PROBLEM TO WORK ON: Count how many of the lines below contain the word "concrete". Reply with that number alone.

DATASET EXCERPTS:
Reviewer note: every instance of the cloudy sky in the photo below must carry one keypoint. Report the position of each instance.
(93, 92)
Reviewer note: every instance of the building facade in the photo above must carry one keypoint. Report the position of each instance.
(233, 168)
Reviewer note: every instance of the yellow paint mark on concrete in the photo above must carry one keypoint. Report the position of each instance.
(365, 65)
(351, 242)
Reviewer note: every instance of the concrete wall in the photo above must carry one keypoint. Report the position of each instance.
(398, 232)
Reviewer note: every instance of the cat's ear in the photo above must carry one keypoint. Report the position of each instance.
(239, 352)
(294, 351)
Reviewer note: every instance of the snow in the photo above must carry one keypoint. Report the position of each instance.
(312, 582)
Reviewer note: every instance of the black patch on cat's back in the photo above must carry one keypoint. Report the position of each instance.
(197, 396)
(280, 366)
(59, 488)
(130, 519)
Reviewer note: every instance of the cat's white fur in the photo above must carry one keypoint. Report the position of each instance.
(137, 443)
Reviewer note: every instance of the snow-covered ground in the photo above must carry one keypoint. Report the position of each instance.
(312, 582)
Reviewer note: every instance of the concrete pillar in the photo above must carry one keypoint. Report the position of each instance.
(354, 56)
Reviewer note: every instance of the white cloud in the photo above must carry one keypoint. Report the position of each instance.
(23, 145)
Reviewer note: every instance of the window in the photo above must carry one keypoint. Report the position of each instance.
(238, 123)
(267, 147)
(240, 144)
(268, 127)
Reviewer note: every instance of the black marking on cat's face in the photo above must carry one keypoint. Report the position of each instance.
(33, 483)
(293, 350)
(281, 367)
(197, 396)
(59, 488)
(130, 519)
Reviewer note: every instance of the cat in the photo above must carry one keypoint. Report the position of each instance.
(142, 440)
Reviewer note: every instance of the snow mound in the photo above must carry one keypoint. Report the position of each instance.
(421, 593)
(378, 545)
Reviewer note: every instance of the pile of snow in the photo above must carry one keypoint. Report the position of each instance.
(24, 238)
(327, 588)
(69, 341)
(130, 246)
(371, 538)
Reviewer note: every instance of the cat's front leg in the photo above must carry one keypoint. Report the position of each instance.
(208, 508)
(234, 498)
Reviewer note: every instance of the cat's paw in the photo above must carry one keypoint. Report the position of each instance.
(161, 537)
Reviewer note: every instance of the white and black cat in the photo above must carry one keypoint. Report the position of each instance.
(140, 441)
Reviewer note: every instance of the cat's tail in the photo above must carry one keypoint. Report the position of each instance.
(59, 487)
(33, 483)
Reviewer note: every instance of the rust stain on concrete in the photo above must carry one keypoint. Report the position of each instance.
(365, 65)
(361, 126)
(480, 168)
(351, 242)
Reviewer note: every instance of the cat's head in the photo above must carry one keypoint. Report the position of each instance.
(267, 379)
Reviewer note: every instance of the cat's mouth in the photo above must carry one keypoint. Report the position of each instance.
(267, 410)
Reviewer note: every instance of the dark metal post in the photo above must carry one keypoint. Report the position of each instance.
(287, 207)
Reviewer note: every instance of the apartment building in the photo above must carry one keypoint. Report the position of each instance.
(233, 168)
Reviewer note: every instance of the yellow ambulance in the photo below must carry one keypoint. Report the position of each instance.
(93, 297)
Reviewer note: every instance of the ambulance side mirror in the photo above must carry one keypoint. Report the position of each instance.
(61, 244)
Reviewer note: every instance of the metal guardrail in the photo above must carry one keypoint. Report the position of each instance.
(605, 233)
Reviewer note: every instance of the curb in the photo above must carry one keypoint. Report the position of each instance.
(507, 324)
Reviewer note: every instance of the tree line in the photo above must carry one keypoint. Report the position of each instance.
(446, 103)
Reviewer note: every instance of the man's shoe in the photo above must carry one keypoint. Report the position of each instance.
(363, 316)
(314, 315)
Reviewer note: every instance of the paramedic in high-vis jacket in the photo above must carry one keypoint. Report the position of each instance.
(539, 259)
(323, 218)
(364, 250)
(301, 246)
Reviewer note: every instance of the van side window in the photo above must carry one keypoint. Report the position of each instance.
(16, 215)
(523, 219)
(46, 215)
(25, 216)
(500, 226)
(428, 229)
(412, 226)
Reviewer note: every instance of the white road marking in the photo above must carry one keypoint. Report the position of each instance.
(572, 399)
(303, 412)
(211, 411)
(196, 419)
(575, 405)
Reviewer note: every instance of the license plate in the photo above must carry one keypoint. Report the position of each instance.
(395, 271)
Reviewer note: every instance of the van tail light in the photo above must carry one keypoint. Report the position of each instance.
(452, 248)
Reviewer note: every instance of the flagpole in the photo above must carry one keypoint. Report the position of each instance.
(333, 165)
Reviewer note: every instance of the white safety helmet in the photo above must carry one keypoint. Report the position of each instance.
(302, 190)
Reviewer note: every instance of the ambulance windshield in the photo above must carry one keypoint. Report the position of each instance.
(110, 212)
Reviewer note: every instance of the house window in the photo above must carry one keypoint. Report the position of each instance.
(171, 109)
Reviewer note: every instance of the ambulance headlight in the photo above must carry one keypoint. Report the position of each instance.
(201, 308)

==

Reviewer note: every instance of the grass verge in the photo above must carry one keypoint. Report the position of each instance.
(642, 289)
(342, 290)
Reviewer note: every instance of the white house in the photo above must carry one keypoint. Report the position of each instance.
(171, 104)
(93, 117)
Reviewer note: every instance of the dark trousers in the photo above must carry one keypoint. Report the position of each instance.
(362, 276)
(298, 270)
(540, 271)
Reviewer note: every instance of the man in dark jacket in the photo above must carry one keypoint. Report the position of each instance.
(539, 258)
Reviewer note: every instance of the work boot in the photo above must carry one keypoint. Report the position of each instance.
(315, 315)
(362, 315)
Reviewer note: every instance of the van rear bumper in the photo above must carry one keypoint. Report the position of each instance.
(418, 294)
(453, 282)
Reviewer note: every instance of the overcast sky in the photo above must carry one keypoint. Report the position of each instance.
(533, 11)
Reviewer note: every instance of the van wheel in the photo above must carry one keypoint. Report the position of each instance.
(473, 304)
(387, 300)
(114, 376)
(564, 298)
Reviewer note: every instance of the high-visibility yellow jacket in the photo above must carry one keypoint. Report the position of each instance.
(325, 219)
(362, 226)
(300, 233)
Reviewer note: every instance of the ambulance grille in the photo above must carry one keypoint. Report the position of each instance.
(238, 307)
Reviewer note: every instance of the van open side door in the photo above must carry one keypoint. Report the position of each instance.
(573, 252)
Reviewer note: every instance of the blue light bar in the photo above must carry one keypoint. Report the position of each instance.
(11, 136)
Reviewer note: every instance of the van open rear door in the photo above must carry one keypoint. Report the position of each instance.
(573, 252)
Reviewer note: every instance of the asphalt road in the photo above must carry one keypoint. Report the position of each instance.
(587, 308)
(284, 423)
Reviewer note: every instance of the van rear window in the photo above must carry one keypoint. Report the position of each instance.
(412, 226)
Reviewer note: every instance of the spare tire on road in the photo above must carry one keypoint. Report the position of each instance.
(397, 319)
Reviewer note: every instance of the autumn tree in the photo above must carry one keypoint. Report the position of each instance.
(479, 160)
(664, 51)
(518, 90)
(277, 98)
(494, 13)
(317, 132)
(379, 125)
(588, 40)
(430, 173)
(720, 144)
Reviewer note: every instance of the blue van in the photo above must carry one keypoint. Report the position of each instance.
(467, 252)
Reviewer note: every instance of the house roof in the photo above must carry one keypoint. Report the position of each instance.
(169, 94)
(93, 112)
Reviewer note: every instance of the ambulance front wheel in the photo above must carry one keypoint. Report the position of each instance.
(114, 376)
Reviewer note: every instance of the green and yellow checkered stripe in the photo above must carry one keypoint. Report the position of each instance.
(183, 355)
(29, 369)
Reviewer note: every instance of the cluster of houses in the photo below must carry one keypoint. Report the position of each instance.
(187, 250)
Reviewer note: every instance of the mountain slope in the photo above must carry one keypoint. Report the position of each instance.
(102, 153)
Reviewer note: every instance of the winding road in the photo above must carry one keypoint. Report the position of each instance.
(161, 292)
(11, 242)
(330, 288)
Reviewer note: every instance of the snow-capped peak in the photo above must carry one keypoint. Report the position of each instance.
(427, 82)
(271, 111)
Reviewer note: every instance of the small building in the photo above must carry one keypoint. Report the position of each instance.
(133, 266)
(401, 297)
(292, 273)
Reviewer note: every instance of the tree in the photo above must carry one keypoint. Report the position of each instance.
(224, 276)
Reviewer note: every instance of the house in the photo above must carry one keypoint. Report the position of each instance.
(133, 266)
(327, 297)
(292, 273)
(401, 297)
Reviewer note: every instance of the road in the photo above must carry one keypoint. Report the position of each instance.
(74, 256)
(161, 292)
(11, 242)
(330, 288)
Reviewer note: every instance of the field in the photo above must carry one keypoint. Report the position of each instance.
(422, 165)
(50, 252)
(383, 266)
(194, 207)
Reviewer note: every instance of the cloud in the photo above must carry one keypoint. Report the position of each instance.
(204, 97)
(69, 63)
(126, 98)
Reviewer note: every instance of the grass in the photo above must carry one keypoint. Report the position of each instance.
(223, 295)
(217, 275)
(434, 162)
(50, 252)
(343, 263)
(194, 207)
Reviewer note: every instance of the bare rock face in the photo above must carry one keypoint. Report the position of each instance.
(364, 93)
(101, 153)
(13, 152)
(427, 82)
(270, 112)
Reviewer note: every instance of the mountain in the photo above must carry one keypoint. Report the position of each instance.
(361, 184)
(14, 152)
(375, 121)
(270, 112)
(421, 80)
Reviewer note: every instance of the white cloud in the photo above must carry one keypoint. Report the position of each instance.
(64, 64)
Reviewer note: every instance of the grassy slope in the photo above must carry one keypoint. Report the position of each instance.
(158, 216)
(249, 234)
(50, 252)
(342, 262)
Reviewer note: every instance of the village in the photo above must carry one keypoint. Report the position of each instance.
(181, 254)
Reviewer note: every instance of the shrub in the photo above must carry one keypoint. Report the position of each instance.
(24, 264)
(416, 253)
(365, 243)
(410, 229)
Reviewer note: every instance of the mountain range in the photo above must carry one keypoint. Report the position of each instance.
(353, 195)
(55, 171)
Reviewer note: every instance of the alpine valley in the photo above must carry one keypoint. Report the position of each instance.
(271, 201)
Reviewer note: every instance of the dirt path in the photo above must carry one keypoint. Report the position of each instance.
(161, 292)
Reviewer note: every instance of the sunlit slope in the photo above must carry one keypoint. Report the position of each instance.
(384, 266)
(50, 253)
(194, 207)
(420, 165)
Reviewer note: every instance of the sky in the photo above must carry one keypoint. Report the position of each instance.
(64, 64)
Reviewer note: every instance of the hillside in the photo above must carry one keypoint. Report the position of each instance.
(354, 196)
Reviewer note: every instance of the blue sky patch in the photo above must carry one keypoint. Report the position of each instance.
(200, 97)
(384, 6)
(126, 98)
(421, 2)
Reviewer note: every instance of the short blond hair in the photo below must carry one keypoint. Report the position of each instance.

WRITTEN RESPONSE: 4